**本文抜粋**
○ ○ ○ ○

欲望を『ひとつの目標っ!』や『めざせ志望校っ!』という年季の入った型にはめるていのやり方は、人の成長や成熟の過程とは本来無関係だ。
むしろ、 profession (生業なりわい)という宗派が人に課す負担と責任(=教義)を、若い人たちが先取りした/させられた結果に過ぎない。
宗教なんです。

プリキュアに関しては、本人による再吟味を待つ。それでよい。
建築士とパン屋さんとピアニストになりたい、ついでに神経内科の医師になりたい、という子どもの欲望を、大人は苦笑いで、あるいは説教で削りにゆく。(説教とは本来、純粋な宗教用語であることに留意。)

それぞれのライフステージで、あるいは自分の能力と向き合い、あるいはある程度の怠惰や妥協を肯定し、あるいはさまざまな人やものとの出会いを経て、子は自ら欲望をカスタマイズしてゆくだろう。
複数の「なりたい仕事」が学士以上を要件とするならば、それらを大人が言う『最短距離』で達成することは難しいとも知るだろう。

○ ○ ○ ○

**提供資料**
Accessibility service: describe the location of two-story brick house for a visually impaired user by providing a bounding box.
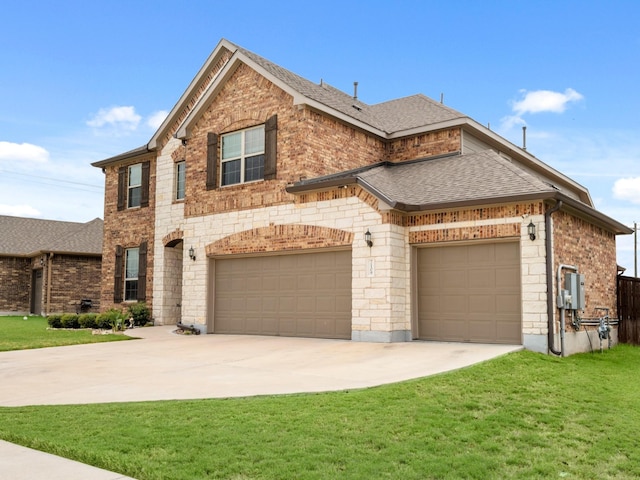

○ ○ ○ ○

**取り組む課題**
本文抜粋では、「説教」は本来どのような用語だとされているか。 この資料は本文抜粋とは別の出典から取られたものである。

**解答**
純粋な宗教用語だとされている。